- [Text excerpt]:
########################################
The hero of the story is Ricardo Williams, the native son who went from top-ranked amateur to coveted prospect after winning silver at the Sydney Olympics and received a $1.4 million bonus from the promoter Lou DiBella to turn professional. "Five cars," he tells the reporter he owns. "Two Benz, a Lexus, a Lamborghini." Gym rats and hangers-on creep into the shot. Williams is the exemplar, the local kid who fought his way out of the inner city to a better life.

Later the camera finds the next generation in a baby-faced pugilist with corn rows, a white tank top and purple matching trunks, taping his own hands and shadowboxing. There is a small welt under his right eye. The chyron will identify him as: ADRIEN BRONER, 12-YEAR-OLD. He answers the reporter's questions with bare honesty and a touch of amusement. His voice hasn't broken yet.

BRONER: I want to be a boxer.

CORRESPONDENT: What do you think you guys would be doing if you weren't here in the gym boxing?

BRONER: A lot of bad things.

CORRESPONDENT: Like what?

BRONER: Like trying to rob people, trying to break into cars.

CORRESPONDENT: Oh, come on. You're joking with me. You wouldn't be doing that.

BRONER: Probably.

CORRESPONDENT: You think?

BRONER: Probably. If you hang around some of the people like that, you probably will.

CORRESPONDENT: Do you ever worry that you're going to get punched in the head too many times and not be able to do it?

BRONER: Sometimes.

CORRESPONDENT: Yeah? Tell me about that. What are you worried about?

BRONER: Being like Ali.

The walls of the Cincinnati Golden Gloves Gym are lined with photos of the Queen City's great champions. Ezzard Charles, Aaron Pryor, Tim Austin. Yet Broner can see Ricardo Williams. He can touch him. He dreams of following Williams' route to the top.

Twenty-six months later, Williams will be serving a three-year sentence at a federal prison in Ashland, Ky.

2012. A conference room on the 14th floor of HBO's headquarters in Midtown Manhattan. Adrien Broner, 23 years old and the presupposed future of big-time boxing, undefeated in 24 pro bouts with 20 knockouts, one of the most promising young American athletes in any sport, is here to discuss his forthcoming fight with WBC lightweight champion Antonio DeMarco on Nov. 17 in Atlantic City. He is impeccably dressed, sporting a powder blue San Diego Chargers flat brim and matching leather jacket that reads: MR. HBO and RETAAAHDED. Over the past year Broner has become the sport's youngest American champion (winning the super featherweight title with a third-round knockout of Martin Rodriguez) and its youngest American ex-champion (coming in three-and-a-half pounds overweight for a July fight with Vicente Escobedo and losing his belt on the scale).
########################################
- [Supplied records]:
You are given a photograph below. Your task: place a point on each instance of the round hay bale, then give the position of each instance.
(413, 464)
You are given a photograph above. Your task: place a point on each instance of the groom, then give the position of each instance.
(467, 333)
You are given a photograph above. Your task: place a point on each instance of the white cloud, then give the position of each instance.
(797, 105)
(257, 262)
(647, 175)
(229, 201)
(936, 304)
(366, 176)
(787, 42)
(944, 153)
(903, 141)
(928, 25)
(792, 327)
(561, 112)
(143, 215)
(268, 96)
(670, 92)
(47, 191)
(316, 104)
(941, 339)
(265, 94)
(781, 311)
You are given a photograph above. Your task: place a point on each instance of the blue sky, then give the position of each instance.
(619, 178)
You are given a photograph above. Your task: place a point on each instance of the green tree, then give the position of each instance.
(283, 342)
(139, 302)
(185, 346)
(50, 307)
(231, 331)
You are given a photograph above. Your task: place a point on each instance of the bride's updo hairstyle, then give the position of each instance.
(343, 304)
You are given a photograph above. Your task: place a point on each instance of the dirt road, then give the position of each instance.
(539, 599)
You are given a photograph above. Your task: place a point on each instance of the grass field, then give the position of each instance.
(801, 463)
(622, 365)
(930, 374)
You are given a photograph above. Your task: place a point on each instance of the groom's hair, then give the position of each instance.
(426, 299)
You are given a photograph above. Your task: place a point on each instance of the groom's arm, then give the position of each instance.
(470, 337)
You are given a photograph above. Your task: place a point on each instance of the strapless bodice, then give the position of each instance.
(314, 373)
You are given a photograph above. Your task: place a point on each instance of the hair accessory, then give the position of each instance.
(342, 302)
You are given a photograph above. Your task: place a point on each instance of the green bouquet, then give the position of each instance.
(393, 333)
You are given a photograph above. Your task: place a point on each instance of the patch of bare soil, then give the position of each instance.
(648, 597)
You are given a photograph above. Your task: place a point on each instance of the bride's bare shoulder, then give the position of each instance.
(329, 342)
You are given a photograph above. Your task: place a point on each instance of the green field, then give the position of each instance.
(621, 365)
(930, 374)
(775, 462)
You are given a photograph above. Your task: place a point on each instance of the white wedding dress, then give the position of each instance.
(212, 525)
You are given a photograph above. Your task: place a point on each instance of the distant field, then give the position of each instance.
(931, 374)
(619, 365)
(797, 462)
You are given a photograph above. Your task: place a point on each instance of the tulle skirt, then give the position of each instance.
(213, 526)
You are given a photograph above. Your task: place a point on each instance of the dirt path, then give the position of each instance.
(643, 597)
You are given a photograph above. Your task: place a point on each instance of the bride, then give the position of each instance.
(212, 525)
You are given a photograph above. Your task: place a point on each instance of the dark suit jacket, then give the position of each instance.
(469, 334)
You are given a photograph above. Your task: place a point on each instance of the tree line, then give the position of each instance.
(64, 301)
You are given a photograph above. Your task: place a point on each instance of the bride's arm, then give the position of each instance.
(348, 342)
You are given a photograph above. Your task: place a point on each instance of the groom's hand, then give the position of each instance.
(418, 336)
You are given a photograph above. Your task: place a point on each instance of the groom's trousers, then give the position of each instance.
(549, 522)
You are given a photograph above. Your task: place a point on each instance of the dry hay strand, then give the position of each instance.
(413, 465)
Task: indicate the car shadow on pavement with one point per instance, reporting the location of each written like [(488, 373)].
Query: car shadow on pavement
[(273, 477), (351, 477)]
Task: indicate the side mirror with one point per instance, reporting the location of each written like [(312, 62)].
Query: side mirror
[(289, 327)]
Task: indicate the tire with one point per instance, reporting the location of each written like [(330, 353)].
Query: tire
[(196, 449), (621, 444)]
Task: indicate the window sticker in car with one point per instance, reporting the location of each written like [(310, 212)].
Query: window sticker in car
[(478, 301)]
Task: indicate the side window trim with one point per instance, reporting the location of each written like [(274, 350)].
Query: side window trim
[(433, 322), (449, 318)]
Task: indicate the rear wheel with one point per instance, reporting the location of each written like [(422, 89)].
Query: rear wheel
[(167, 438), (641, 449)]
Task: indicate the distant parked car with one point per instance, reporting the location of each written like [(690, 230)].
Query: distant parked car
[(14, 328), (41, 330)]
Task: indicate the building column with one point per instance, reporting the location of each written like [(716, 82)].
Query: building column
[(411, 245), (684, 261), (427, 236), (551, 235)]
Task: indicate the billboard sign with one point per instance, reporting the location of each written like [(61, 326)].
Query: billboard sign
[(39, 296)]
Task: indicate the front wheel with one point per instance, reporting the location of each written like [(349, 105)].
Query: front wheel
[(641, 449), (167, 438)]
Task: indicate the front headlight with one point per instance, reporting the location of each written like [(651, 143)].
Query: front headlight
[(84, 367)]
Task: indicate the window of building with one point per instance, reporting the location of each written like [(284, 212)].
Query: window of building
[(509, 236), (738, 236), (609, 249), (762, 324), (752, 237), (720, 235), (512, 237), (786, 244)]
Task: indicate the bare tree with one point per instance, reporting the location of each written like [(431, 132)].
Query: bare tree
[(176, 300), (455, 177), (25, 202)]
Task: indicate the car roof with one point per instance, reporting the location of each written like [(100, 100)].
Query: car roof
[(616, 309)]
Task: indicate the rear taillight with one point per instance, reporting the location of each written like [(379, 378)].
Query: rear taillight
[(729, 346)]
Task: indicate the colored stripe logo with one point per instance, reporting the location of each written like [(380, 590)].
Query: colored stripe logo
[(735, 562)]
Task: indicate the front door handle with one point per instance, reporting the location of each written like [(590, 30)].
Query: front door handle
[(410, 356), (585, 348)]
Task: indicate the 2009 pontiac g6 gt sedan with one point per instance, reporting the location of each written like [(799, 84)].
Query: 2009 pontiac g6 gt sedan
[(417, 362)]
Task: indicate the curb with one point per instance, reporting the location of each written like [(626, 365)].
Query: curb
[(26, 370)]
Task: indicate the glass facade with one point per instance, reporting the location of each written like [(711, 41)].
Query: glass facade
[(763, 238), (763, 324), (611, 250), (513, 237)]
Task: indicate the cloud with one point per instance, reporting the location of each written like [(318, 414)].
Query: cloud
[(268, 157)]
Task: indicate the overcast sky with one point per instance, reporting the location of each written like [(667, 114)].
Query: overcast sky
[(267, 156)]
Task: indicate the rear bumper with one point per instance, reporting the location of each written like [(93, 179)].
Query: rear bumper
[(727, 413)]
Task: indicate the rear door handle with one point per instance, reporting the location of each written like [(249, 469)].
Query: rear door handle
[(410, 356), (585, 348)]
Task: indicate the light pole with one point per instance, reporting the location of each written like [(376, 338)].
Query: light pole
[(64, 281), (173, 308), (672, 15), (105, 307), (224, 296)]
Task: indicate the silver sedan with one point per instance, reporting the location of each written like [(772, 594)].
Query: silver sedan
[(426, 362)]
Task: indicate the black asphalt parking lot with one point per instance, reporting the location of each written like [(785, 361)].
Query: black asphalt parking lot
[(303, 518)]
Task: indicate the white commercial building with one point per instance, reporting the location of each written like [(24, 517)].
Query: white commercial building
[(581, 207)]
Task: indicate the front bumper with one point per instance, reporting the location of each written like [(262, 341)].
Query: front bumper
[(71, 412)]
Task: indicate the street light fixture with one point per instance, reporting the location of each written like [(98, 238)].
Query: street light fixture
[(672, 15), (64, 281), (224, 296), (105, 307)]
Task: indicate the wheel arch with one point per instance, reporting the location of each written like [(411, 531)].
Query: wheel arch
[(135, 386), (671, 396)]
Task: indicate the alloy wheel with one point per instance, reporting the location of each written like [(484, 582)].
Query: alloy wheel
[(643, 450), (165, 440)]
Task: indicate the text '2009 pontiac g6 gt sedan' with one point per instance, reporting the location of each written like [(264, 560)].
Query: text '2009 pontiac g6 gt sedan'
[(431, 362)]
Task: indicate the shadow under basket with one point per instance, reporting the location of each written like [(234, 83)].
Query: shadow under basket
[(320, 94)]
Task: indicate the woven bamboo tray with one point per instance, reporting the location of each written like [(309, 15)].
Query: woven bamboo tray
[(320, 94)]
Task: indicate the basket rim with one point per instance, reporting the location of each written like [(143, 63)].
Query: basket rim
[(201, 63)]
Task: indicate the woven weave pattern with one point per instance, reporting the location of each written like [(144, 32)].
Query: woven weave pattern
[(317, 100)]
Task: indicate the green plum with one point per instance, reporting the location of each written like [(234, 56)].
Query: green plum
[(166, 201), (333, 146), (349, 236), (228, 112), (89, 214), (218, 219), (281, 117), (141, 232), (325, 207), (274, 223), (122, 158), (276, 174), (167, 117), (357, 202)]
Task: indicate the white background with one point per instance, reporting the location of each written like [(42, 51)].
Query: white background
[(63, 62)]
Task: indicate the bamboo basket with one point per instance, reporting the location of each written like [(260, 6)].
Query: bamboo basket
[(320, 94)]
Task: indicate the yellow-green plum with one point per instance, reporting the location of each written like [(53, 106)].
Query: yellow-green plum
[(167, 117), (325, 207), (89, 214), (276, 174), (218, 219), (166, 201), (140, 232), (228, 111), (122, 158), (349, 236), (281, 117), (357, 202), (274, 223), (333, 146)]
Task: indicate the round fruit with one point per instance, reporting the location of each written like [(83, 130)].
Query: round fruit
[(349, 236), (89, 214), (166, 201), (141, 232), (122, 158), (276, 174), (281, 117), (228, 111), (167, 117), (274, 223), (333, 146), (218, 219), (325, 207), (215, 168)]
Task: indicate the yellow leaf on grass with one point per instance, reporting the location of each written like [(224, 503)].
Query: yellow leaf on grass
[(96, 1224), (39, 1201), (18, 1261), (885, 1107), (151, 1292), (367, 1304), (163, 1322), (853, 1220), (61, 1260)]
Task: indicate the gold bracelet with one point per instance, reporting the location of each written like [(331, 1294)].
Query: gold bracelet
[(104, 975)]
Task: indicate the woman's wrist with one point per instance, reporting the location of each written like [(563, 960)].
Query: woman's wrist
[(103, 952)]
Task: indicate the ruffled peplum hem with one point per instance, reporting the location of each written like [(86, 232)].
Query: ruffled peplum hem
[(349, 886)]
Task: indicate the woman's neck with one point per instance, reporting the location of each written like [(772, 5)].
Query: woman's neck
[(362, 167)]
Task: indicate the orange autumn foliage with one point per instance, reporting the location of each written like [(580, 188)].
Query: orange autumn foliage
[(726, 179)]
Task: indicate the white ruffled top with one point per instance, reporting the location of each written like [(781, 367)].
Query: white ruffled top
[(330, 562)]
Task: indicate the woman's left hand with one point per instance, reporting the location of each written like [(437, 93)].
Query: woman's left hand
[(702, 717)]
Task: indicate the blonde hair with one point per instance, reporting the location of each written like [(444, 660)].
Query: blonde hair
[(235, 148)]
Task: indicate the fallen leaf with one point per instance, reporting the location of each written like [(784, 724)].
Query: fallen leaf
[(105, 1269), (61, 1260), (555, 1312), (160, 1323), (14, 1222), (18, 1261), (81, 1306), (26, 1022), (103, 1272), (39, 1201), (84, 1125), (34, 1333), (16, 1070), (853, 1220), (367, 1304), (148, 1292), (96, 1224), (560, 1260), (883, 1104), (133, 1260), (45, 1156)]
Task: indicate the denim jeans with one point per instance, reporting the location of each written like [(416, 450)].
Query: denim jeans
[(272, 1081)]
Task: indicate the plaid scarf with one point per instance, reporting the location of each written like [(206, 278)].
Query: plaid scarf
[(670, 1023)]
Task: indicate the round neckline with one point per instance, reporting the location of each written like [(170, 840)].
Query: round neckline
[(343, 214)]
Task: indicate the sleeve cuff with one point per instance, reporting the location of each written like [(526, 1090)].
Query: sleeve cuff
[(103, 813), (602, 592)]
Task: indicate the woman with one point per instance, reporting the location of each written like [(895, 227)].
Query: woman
########################################
- [Task details]:
Please say whether each statement agrees with the boxing text, answering yes or no and quoting the deciding words: (a) Ricardo Williams won silver at the Sydney Olympics. (b) Broner's fight with Antonio DeMarco was set for Las Vegas. (c) Broner lost his title on the scale for being overweight.

- [Your response]:
(a) Yes: "after winning silver at the Sydney Olympics"
(b) No: "on Nov. 17 in Atlantic City"
(c) Yes: "coming in three-and-a-half pounds overweight for a July fight with Vicente Escobedo and losing his belt on the scale"